Людмила Артамошкина. «Шаламов/Розанов: «внутренний опыт» как «предельный опыт»

Aug 06, 2016 18:08

Опубликовано в «Вестнике Костромского государственного университета. Научно-публицистический журнал «Энтелехия» №25, 2012.

_________

Ситуация предельного опыта, в европейской традиции обнаруживаемая экзистенциализмом, «криком» Арто, «внутренним опытом» Батая, «пением Сирен» Бланшо, определяет тот путь, который приведет к «последнему вопросу»: как возможна культура после Освенцима и Колымы.
Мир Шаламова - мир  п о с л е  «Апокалипсиса нашего времени».
Поэтика Шаламова, сам принцип соотношения текста и жизни сближают его с В.В. Розановым. Их позиция - позиция «провинциалов», отказавшихся от права «водительства», «учительства», от права на знание «генеральной» линии жизни.

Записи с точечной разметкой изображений
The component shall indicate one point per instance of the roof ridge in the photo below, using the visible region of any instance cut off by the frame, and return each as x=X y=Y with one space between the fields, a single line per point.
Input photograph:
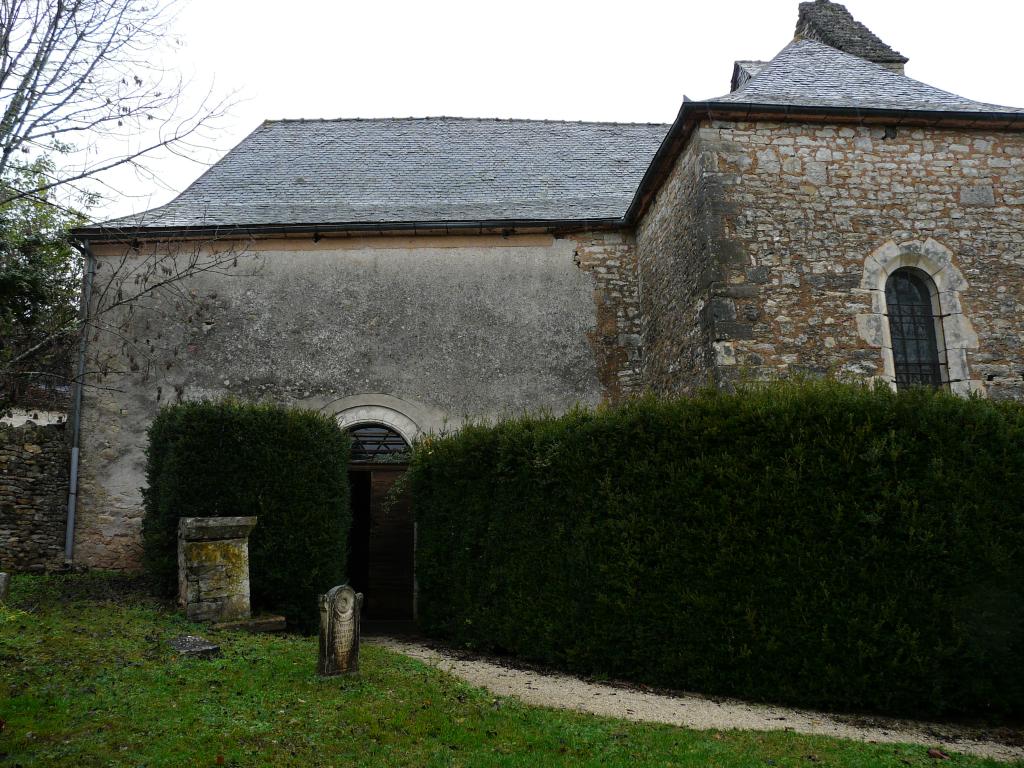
x=461 y=119
x=922 y=93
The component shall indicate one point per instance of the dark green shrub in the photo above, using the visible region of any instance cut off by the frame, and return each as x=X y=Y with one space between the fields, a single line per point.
x=288 y=467
x=819 y=544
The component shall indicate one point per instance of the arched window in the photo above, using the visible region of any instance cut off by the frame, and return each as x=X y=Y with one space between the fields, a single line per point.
x=378 y=444
x=912 y=327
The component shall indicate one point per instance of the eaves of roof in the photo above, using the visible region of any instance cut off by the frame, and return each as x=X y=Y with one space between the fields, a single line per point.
x=100 y=233
x=692 y=113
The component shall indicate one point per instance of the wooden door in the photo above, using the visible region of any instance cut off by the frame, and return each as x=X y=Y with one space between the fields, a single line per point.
x=389 y=573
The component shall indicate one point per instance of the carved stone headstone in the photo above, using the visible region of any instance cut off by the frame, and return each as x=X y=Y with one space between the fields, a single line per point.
x=213 y=567
x=339 y=646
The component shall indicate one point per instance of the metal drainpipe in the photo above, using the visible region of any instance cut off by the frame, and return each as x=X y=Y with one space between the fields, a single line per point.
x=90 y=273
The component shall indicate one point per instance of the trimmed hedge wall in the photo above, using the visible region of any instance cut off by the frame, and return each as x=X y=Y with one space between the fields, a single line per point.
x=822 y=545
x=288 y=467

▶ [Что сделать]:
• A. С кем, согласно фрагменту, Шаламова сближают его поэтика и принцип соотношения текста и жизни?
• B. Изложите суть фрагмента в двух предложениях.
• C. Верните дословно отрывок из фрагмента: начните со слов "Ситуация предельного опыта, в" и закончите словами "Освенцима и Колымы.".
Записи никак не связаны с фрагментом.

▶ [Ответы]:
• A. С В.В. Розановым.

• B. Ситуация предельного опыта, обнаруживаемая в европейской традиции экзистенциализмом, Арто, Батаем и Бланшо, ведет к вопросу о том, как возможна культура после Освенцима и Колымы. Поэтика Шаламова и принцип соотношения текста и жизни сближают его с В.В. Розановым: оба занимают позицию «провинциалов», отказавшихся от права на «водительство», «учительство» и знание «генеральной» линии жизни.

• C.
Ситуация предельного опыта, в европейской традиции обнаруживаемая экзистенциализмом, «криком» Арто, «внутренним опытом» Батая, «пением Сирен» Бланшо, определяет тот путь, который приведет к «последнему вопросу»: как возможна культура после Освенцима и Колымы.